### What you will do
Please find every line below that includes "tactical" and report how many there are. Nothing else is needed.

Referring expression pointing data
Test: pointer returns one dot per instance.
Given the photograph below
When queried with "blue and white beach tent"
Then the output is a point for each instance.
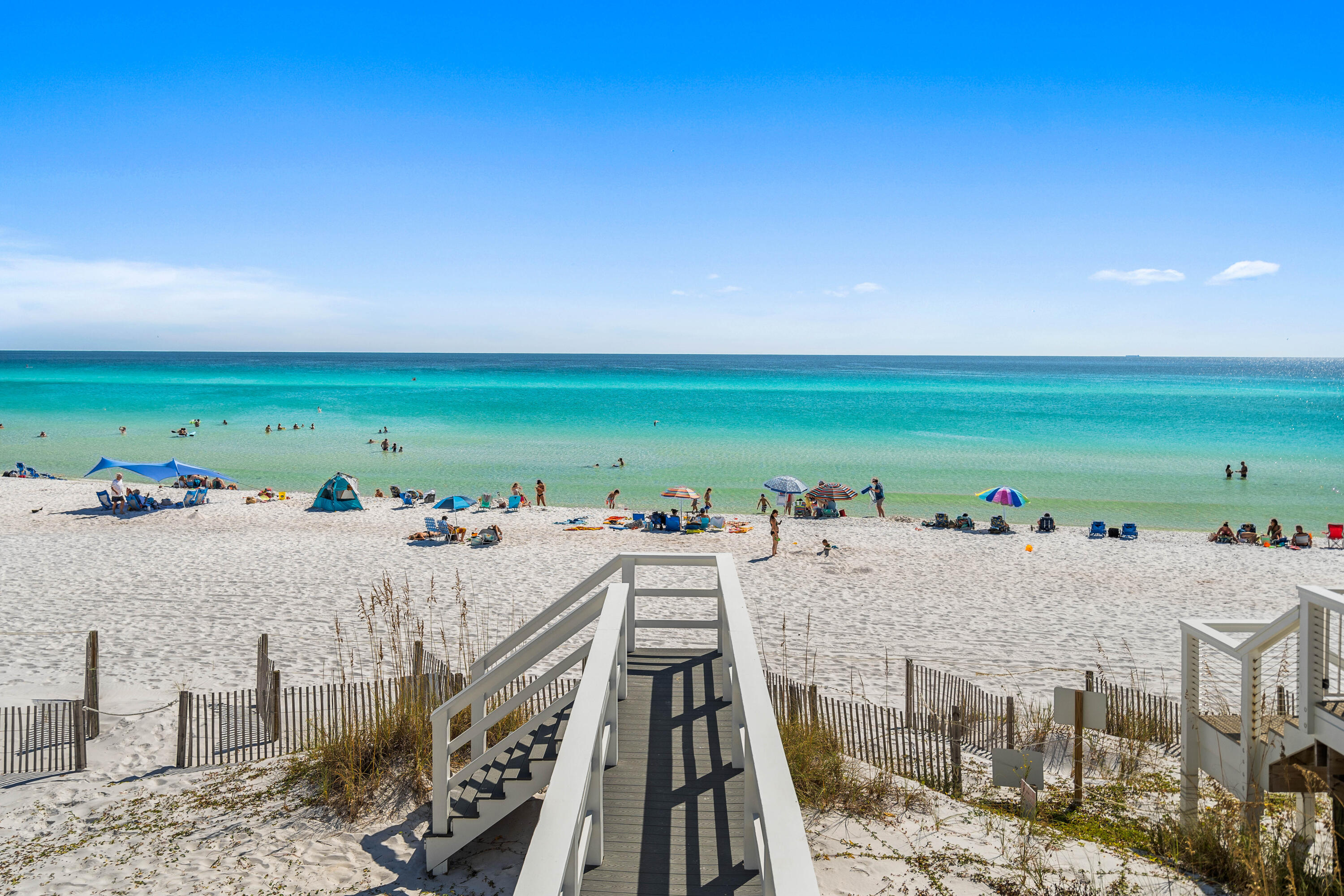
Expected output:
(339, 493)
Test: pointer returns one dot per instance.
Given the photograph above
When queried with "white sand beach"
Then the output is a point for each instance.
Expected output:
(181, 596)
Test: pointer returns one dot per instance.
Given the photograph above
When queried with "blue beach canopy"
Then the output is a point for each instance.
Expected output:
(158, 472)
(339, 493)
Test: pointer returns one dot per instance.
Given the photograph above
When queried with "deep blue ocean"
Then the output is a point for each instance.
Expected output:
(1086, 438)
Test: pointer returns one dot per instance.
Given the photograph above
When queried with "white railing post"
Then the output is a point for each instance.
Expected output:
(752, 849)
(613, 749)
(734, 694)
(478, 712)
(719, 632)
(1190, 731)
(439, 773)
(623, 683)
(628, 578)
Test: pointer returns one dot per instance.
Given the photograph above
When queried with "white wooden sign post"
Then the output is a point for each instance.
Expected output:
(1081, 710)
(1021, 769)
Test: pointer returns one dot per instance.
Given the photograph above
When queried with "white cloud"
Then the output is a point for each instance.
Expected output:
(1241, 270)
(1142, 277)
(120, 300)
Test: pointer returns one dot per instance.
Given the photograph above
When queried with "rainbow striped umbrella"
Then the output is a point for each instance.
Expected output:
(681, 492)
(832, 492)
(1003, 495)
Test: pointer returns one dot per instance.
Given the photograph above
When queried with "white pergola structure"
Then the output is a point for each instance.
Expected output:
(1283, 729)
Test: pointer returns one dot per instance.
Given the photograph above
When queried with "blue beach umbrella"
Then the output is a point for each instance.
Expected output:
(785, 485)
(1003, 495)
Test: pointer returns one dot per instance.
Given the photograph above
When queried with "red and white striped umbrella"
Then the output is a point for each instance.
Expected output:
(832, 492)
(681, 492)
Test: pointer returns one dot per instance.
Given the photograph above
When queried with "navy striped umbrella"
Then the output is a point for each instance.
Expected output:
(832, 492)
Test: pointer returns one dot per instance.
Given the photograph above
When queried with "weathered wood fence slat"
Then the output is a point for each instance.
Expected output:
(244, 726)
(877, 735)
(46, 737)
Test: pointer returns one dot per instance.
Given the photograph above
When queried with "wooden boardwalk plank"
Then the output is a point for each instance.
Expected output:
(672, 808)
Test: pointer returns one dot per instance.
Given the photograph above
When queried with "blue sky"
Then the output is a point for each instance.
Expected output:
(986, 179)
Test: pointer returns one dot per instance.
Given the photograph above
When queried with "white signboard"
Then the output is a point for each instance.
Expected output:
(1015, 766)
(1094, 708)
(1029, 801)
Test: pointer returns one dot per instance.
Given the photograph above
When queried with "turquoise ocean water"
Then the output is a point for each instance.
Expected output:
(1117, 440)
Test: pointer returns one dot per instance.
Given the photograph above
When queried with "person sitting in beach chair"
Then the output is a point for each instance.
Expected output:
(488, 536)
(1275, 534)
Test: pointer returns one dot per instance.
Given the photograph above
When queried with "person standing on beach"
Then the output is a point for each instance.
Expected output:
(117, 495)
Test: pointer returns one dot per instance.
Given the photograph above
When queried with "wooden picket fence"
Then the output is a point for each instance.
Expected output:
(987, 720)
(877, 735)
(1139, 715)
(46, 737)
(236, 726)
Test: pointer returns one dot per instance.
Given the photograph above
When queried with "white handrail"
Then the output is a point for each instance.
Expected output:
(483, 686)
(569, 831)
(773, 831)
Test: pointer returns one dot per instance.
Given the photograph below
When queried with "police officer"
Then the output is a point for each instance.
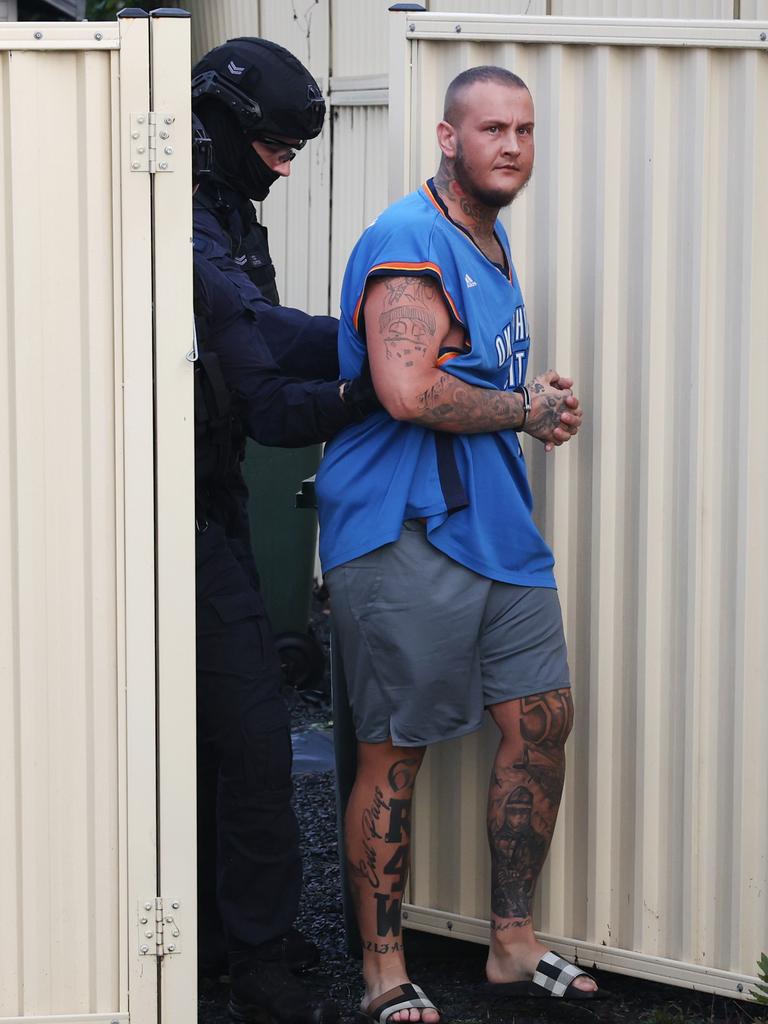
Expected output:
(260, 105)
(248, 835)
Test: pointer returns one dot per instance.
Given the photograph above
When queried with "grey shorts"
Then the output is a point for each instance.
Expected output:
(427, 644)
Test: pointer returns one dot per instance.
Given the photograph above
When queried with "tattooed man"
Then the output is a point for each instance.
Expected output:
(441, 586)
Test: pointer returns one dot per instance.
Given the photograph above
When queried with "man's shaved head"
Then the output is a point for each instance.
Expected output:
(454, 108)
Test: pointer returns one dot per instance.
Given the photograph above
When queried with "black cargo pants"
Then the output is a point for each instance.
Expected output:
(249, 865)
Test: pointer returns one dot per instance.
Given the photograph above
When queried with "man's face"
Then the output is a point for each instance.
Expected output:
(495, 142)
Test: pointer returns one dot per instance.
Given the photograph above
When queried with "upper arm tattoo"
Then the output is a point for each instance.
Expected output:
(408, 324)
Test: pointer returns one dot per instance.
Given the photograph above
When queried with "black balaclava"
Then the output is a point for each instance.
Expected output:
(236, 162)
(249, 86)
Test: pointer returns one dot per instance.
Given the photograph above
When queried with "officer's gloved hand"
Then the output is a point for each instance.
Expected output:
(359, 395)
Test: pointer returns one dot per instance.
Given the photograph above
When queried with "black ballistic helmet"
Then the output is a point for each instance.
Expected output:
(266, 89)
(202, 152)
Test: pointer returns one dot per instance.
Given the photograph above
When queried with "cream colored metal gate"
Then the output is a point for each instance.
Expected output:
(96, 597)
(642, 247)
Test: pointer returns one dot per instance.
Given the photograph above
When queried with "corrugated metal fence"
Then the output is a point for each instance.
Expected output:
(344, 44)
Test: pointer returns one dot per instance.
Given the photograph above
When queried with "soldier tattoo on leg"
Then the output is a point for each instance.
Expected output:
(525, 788)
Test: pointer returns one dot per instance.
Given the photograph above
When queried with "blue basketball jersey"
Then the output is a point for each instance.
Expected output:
(471, 488)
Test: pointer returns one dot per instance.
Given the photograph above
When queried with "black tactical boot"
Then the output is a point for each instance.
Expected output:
(264, 990)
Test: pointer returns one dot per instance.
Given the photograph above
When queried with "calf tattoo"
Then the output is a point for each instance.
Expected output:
(526, 785)
(385, 834)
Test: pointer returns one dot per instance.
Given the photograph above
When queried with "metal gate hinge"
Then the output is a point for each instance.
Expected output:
(153, 148)
(159, 931)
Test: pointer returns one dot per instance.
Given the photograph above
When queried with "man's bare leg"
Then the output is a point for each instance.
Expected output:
(378, 837)
(523, 801)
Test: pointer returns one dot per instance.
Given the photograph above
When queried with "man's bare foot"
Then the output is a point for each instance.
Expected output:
(518, 961)
(388, 990)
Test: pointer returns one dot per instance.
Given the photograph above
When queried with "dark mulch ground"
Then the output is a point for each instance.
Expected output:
(451, 971)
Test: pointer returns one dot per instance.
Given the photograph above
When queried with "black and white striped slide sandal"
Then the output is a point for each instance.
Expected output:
(407, 996)
(553, 979)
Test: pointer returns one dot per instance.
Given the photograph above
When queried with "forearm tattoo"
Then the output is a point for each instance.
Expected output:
(452, 404)
(408, 328)
(525, 792)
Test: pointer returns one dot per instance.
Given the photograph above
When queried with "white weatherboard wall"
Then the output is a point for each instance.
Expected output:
(642, 248)
(95, 641)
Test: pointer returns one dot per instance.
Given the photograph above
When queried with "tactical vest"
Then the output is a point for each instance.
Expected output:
(219, 438)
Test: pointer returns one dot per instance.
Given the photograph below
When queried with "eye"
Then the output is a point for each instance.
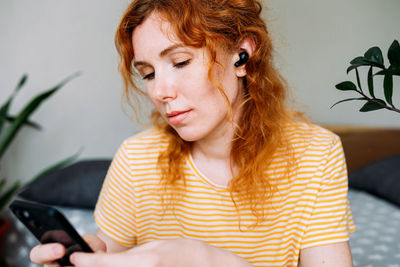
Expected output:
(182, 64)
(149, 76)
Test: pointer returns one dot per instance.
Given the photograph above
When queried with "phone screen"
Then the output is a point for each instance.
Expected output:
(48, 225)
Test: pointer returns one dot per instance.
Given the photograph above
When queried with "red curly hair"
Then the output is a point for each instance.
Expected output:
(214, 24)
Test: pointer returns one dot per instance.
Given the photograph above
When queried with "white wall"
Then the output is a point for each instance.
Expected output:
(50, 39)
(316, 40)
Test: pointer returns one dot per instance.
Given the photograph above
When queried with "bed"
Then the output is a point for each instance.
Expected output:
(373, 159)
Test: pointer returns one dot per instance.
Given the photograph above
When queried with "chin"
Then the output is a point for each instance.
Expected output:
(189, 135)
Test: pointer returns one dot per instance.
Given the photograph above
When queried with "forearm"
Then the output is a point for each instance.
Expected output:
(211, 256)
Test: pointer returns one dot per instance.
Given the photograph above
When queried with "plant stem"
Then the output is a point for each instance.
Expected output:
(392, 108)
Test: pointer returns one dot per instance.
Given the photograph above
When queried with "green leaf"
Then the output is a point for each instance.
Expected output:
(394, 54)
(371, 106)
(349, 99)
(358, 80)
(388, 88)
(6, 197)
(2, 183)
(352, 67)
(383, 72)
(346, 86)
(26, 112)
(371, 82)
(374, 54)
(6, 106)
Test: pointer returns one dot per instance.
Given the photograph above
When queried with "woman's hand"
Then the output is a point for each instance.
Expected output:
(48, 254)
(162, 253)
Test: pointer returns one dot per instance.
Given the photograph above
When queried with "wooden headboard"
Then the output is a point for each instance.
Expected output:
(363, 145)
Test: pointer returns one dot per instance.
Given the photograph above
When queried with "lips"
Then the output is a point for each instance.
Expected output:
(176, 117)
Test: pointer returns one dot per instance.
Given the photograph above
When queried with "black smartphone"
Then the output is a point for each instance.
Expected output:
(48, 225)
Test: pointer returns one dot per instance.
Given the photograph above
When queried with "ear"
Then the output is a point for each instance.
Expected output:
(248, 46)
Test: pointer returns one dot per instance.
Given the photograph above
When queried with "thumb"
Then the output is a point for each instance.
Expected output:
(81, 259)
(95, 243)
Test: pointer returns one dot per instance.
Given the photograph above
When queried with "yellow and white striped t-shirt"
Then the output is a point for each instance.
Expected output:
(310, 208)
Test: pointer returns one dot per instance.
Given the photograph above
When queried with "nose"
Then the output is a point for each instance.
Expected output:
(164, 88)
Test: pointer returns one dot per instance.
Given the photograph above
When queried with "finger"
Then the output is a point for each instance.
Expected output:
(80, 259)
(47, 254)
(95, 243)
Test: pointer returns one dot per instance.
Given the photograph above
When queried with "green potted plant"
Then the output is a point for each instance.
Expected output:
(10, 126)
(374, 61)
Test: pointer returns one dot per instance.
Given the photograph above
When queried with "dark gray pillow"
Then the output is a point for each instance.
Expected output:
(77, 185)
(380, 178)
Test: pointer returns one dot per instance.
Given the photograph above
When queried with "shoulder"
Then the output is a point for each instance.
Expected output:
(308, 133)
(149, 139)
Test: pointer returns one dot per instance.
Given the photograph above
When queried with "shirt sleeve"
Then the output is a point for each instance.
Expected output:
(331, 219)
(114, 209)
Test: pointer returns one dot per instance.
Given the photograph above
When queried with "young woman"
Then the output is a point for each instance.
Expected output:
(227, 176)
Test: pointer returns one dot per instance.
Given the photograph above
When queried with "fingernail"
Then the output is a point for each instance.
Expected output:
(57, 250)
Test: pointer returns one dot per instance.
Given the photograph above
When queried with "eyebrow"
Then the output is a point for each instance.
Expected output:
(163, 53)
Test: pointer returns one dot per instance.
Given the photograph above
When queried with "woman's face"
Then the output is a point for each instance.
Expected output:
(176, 78)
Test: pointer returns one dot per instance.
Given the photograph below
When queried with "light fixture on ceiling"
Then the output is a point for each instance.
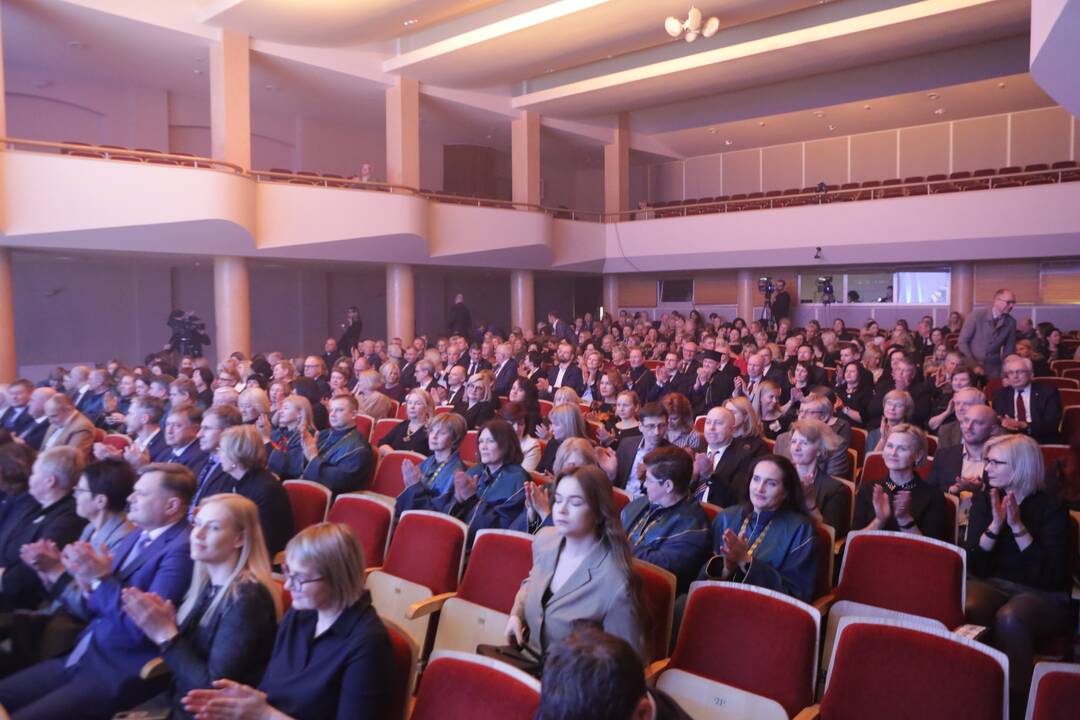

### Written solution
2